▶ **Exercise instructions**:
1. Return the part of the single-payer article between "This is stupid." and "come election day.", inclusive.
2. According to the single-payer article, why did a progressive group urge candidates to say "Medicare for all" rather than "single payer"? Answer in one to three sentences.
[[ Extract, beginning ]]
The Democratic Congressional Campaign Committee—the group tasked with making sure Democrats win House races around the country—has a problem. You see, while Donald Trump and his cronies do everything in their power to dismantle anything even resembling reasonable healthcare legislation in the United States, the DCCC is worried that its candidates will go too far and start pushing for “wild” solutions like, say, single payer healthcare. The solution, according to a new Politico story? Warn candidates about the danger of even mentioning single payer.
The Democratic Congressional Campaign Committee warned aspirants last year about the political liabilities of endorsing “single payer,” according to sources familiar with the advice. An influential progressive group even urged candidates to discard the often-misunderstood phrase and embrace “Medicare for all” to draw strong connections with the popular seniors’ health program.
And later in the same story:
Early last year, the DCCC shared verbal guidance with candidates and political consultants about the liabilities of supporting single payer, including polls that showed support for the idea declined once voters heard that it would likely come with significant tax increases and the potential loss of private health coverage many Americans have today, according to sources who saw the guidance.
Democrats also wrote a number of bills to expand access to health care. In addition to the Murphy-Merkley bill [to allow anyone, of any age, to buy into Medicare plans], Democrats proposed allowing people to buy into Medicare, buy into the Medicaid program and add a government-run health option to private payer options. The multiple options provided needed cover for candidates who backed expanding access to government health programs but didn’t feel comfortable embracing Sanders’ [Medicare For All] plan.
The fear among some at the DCCC, Politico explained, is that candidates even using the term “single payer” might enough to turn away some voters, while opening Democratic candidates up to attacks from the right.
I have reached out to the DCCC to see what its latest guidelines are around talking about and using “single payer” and will update this story with any response.
Despite the establishment Democrats’ reticence, supporting single payer has actually proven to be a wining platform for many candidates—at least in their own party’s primary races. And, according to a CBS poll published just this week, a full 78% of Democratic voters said they wanted to hear their party talking about universal healthcare “a lot.”
And while it might be easy to write off primary victories as flukes that have no possible chance of being repeated in a general election, consider this: According to a Washington Post/Kaiser Family Foundation poll released in April, 51% of the public supports some form of single payer plan. Compare that to the 53% who support the Affordable Care Act—which is already the law, at least for now.
Democrats are well known for their chronic inability to seem like they stand for anything. Instead, they come off as wishy-washy centrists who compromise on everything, and get nothing in return. Trying to shut down or rhetorically camouflage all talk of single payer is pretty excellent evidence of that.
This is stupid. Just say “single payer!” The appetite is clearly there—just tap into it!
Or, I don’t know, keep doing what you’ve been doing. Go ahead and see where that gets you come election day.
[[ Extract, end ]]
[[ Material supplied, beginning ]]
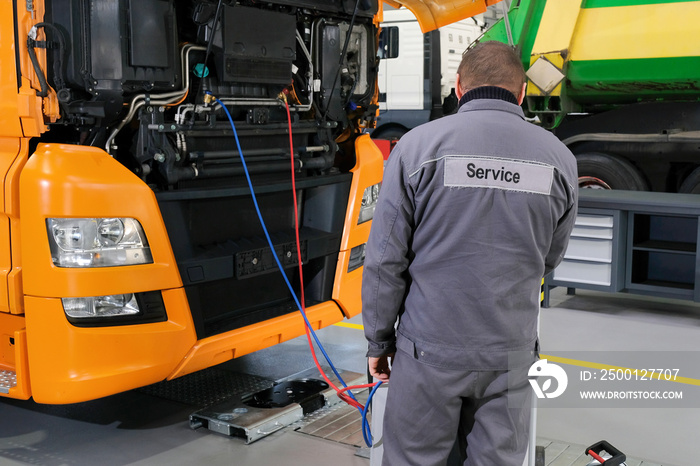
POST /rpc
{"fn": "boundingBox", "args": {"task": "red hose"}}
[284,95,376,411]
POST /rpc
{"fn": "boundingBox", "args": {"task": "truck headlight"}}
[61,293,140,319]
[357,183,382,225]
[61,290,168,327]
[46,218,153,267]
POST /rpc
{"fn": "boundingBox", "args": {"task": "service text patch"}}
[445,155,554,194]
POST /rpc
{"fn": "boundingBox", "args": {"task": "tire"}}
[576,152,649,191]
[678,167,700,194]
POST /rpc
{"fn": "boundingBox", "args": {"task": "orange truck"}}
[0,0,493,404]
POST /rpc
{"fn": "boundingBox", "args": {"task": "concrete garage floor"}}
[0,288,700,466]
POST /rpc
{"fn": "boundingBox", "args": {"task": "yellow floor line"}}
[540,354,700,386]
[333,322,700,386]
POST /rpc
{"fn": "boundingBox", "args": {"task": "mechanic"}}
[362,42,578,466]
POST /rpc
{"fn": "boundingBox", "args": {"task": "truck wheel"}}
[678,167,700,194]
[576,152,649,191]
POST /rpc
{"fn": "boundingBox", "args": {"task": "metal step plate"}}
[0,371,17,395]
[190,368,366,444]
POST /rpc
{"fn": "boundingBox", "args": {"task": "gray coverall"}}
[362,87,577,466]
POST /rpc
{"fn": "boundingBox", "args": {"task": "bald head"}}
[457,41,526,100]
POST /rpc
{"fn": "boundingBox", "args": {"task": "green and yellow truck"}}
[480,0,700,193]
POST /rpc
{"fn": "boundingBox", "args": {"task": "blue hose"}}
[206,91,357,401]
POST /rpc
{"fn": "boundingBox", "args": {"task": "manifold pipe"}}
[168,160,305,183]
[190,146,329,160]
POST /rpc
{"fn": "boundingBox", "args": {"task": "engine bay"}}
[36,0,378,190]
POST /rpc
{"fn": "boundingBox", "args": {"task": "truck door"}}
[379,15,423,110]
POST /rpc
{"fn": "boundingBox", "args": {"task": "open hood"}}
[384,0,501,32]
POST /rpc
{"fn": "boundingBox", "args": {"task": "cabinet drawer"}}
[553,259,612,286]
[575,214,614,228]
[564,237,612,262]
[571,225,612,239]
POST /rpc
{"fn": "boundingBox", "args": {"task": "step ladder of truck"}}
[0,371,17,394]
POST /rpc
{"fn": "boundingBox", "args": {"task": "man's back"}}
[365,92,576,369]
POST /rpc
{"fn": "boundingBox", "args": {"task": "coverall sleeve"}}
[362,143,414,357]
[544,177,578,275]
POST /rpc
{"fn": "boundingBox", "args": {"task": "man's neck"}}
[459,86,518,107]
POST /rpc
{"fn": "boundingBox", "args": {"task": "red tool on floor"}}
[586,440,627,466]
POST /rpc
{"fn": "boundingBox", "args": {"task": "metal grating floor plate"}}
[139,368,273,407]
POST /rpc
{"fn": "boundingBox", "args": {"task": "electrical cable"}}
[206,91,381,447]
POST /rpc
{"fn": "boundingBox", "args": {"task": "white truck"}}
[[ Material supplied, end ]]
▶ **Answers in order**:
1.
This is stupid. Just say “single payer!” The appetite is clearly there—just tap into it!
Or, I don’t know, keep doing what you’ve been doing. Go ahead and see where that gets you come election day.

2. The group saw "single payer" as an often-misunderstood phrase. It wanted candidates to use "Medicare for all" to draw strong connections with the popular seniors' health program.